# Page
++++++++

Perfecting Products for a Dynamic Market
The best-selling collision avoidance systems are maturing, evolving and finding their place in an industry transitioning to full automation

By Jesse Morton, Technical Writer



Above, the Proximity Awareness display in a truck cab. (Photo: Caterpillar)
The established companies selling collision avoidance systems promote them as fast and reliable. Not long ago, the latter adjective could not be used to honestly describe advanced communications systems. Generally, Wi-Fi-, GNSS-, GPS-, and radio wave tech-based systems have all proven susceptible to outages caused by weather, by obstacles, by space weather and geomagnetic fluctuations, and by interference from other communications systems. Within the last half-decade, those challenges have reportedly been mostly bested, and the top-selling systems are now being advertised as proven at delivering largely uninterrupted near-realtime data that can help an operator avoid an incident that could result in an injury or death, cause damage and downtime, and permanently mar his or her work record.

As if in response to this development, demand for collision avoidance solutions is reportedly on the rise, and the race to perfect and evolve them has intensified. These developments are timely as the mines with the largest fleets are now considering fully autonomous solutions.

Proximity Awareness Comes of Age
The two big trends for 2018 in the collision avoidance space are the headline-grabbing moves toward fleet-wide automation and the growing adoption of more versatile proximity awareness solutions, said Craig Watkins, commercial manager for surface mining technologies, Caterpillar. “The big growth area in 2018 in automation is the oil sands,” he said. “We are getting a lot of strong pull on remote control, semi-automation and fully automated systems.” Meanwhile, the “big story in manually operated equipment and safety is Cat’s Proximity Awareness,” which provides “context” and a “differentiated level of situational awareness to the operator,” he said. “We’re pretty excited about that.”

++++++++

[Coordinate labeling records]
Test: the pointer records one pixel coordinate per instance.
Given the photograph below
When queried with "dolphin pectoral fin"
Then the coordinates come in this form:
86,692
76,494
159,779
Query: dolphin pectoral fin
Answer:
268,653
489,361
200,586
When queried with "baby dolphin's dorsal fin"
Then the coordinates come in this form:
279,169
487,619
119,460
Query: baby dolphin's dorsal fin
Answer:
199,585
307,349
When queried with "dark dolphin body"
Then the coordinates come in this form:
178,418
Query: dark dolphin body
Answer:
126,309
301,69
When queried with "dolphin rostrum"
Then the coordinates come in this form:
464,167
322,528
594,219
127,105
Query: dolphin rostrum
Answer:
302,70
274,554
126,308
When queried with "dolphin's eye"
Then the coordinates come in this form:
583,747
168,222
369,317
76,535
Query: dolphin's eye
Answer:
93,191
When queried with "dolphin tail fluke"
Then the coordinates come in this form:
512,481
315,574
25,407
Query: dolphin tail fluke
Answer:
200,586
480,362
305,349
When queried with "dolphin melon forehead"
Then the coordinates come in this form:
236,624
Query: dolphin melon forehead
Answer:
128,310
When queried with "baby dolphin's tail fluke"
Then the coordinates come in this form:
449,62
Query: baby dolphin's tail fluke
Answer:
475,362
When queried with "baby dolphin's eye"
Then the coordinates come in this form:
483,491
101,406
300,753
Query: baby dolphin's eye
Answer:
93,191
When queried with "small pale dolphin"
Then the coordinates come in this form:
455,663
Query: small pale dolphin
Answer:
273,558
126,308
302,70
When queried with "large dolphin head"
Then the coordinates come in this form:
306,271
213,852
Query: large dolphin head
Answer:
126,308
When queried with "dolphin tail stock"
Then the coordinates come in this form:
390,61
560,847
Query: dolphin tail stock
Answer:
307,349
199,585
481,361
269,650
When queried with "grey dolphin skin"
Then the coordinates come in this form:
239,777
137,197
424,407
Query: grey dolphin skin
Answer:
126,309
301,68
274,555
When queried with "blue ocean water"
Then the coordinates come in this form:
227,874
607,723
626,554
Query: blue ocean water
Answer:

++++++++

# What to work on
A. Answer these questions using the collision avoidance article:
(i) Which company is credited for the photo of the Proximity Awareness display?
(ii) What are the mines with the largest fleets now considering?
(iii) According to Craig Watkins, what is the big growth area in automation in 2018?
B. Reproduce a passage from the collision avoidance article, starting at the words "As if in response" and stopping after "fully autonomous solutions.".
The records come from a separate source.

# Task-by-task solutions
A.
(i) Caterpillar
(ii) Fully autonomous solutions
(iii) The oil sands

B.
As if in response to this development, demand for collision avoidance solutions is reportedly on the rise, and the race to perfect and evolve them has intensified. These developments are timely as the mines with the largest fleets are now considering fully autonomous solutions.